## WHAT THE TASK ASKS
Rescale the data from the line with "of the pink" to the line with "[[268, 68]]", both included, and write out only those lines again, requests and all. Multiply every x and y coordinate in the answers by 0.6 and round each to a whole number, with halves rounded up.
★ ★ ★ ★ ★
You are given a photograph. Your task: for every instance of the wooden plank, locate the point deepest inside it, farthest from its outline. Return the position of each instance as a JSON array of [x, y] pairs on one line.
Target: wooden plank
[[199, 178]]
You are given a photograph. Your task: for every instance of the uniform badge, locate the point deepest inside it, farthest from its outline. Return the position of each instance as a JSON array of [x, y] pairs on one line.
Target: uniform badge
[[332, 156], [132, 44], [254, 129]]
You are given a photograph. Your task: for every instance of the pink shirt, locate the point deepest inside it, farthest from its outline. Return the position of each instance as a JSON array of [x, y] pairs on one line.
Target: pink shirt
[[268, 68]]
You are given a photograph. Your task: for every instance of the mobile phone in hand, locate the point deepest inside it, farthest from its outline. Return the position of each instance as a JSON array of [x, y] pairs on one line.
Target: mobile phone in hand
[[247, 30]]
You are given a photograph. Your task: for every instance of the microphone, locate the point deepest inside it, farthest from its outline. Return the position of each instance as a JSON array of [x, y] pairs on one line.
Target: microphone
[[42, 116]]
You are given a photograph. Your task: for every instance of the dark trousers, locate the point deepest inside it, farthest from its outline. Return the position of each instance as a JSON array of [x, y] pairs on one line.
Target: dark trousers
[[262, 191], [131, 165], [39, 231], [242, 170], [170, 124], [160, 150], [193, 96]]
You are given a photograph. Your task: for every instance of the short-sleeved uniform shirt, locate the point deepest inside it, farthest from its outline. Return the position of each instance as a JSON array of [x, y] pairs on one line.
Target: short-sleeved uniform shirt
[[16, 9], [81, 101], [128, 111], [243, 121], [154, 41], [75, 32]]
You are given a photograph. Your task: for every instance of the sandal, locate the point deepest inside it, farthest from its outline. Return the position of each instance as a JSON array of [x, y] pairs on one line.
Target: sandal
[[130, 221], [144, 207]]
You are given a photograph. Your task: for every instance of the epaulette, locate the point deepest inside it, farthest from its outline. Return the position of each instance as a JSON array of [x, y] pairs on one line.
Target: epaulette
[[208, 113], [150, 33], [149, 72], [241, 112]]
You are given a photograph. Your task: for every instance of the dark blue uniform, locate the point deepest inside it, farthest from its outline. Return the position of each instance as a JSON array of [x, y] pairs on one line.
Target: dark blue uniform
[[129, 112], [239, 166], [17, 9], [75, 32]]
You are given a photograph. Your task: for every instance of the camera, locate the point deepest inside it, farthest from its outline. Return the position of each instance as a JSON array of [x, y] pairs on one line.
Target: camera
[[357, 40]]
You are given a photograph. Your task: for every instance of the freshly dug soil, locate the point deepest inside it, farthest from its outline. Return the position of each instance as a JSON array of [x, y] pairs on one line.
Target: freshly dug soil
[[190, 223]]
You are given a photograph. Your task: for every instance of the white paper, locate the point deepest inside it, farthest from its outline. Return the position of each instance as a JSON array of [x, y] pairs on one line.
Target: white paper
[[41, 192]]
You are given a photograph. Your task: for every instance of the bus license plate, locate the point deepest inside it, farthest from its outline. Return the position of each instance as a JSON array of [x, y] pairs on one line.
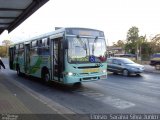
★ ★ ★ ★ ★
## SOLUTION
You are given a photograph. Your task: for every instance of the pink shirt, locate the point deepest inside it, farthest from its outline. Return the position of each instance as a JSON array of [x, y] pairs on one line.
Target: pink shirt
[[161, 41]]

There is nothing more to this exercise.